Stored data
===============

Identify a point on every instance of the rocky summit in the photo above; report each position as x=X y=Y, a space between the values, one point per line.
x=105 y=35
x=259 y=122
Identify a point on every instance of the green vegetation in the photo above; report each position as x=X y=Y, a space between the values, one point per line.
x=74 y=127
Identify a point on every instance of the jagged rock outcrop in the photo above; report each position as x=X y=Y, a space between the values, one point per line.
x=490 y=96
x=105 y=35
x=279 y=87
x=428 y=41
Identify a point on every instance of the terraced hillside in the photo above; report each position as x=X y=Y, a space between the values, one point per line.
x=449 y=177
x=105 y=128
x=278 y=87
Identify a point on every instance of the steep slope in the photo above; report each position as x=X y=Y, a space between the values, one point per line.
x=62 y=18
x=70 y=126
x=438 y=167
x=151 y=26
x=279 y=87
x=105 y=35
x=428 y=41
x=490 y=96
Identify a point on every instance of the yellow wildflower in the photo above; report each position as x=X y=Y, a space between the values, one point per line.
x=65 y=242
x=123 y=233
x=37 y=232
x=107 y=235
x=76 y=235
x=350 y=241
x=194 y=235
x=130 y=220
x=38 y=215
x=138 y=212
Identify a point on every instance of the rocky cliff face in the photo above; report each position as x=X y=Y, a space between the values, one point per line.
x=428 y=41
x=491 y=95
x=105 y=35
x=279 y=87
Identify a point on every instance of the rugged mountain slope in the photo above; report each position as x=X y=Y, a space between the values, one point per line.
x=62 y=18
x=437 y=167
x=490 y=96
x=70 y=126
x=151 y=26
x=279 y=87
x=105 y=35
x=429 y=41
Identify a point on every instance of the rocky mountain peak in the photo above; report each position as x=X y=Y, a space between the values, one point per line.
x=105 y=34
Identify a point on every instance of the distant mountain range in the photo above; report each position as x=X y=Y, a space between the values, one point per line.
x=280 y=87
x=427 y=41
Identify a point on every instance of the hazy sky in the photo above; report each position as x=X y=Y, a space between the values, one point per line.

===============

PROMPT: Reproduce every line of the entries above verbatim, in their original order, with no additions or changes.

WRITTEN RESPONSE:
Identify a point on every instance of the rocky summit in the photo above; report each position as x=X y=Y, a space between the values, one point per line.
x=105 y=35
x=259 y=122
Identify a point on every instance of the green vegetation in the photo above; report each position as x=X y=Y, a space between the values, one point per line.
x=74 y=127
Identify a point on every instance of the jagged rock outcrop in the photo above; report each position as x=X y=Y, a space between the values, one point per line.
x=490 y=96
x=105 y=35
x=279 y=87
x=428 y=41
Identify a point on every instance of the terraced hillside in the photo above; report each position as x=X y=Y, a space between the values, one point per line.
x=449 y=177
x=105 y=128
x=278 y=87
Identify a point on every instance of the steep slope in the photo above; report each position as x=X y=Y, a space between the values, one point per line.
x=62 y=18
x=70 y=126
x=438 y=167
x=151 y=26
x=279 y=87
x=105 y=35
x=428 y=41
x=490 y=96
Identify a point on every instance of the yellow wildflower in the photo above; report each position as x=X y=Y, a space between the values, one point per line.
x=65 y=242
x=123 y=233
x=37 y=232
x=107 y=235
x=76 y=235
x=350 y=241
x=194 y=235
x=130 y=220
x=38 y=215
x=138 y=212
Identify a point on every instance of the rocky cliff face in the photo above; report each position as x=X y=Y, a space between the values, one point per line.
x=428 y=41
x=491 y=95
x=105 y=35
x=279 y=87
Identify a point on every instance of the rugged mountain slope in the photo above; report each position as x=X y=Y, a space between the values, one point per line.
x=62 y=18
x=437 y=167
x=490 y=96
x=70 y=126
x=151 y=26
x=279 y=87
x=105 y=35
x=429 y=41
Identify a point on every instance of the rocky mountain peak in the photo above; report each position as x=X y=Y, a space between the values, one point per line.
x=105 y=34
Identify a point on every instance of the distant mountain range in the photo above; report each position as x=X y=Y, a space between the values, one point per line.
x=280 y=87
x=427 y=41
Identify a point on every instance of the hazy sky in the photo above; report each position as x=X y=Y, a space between the values, one point per line.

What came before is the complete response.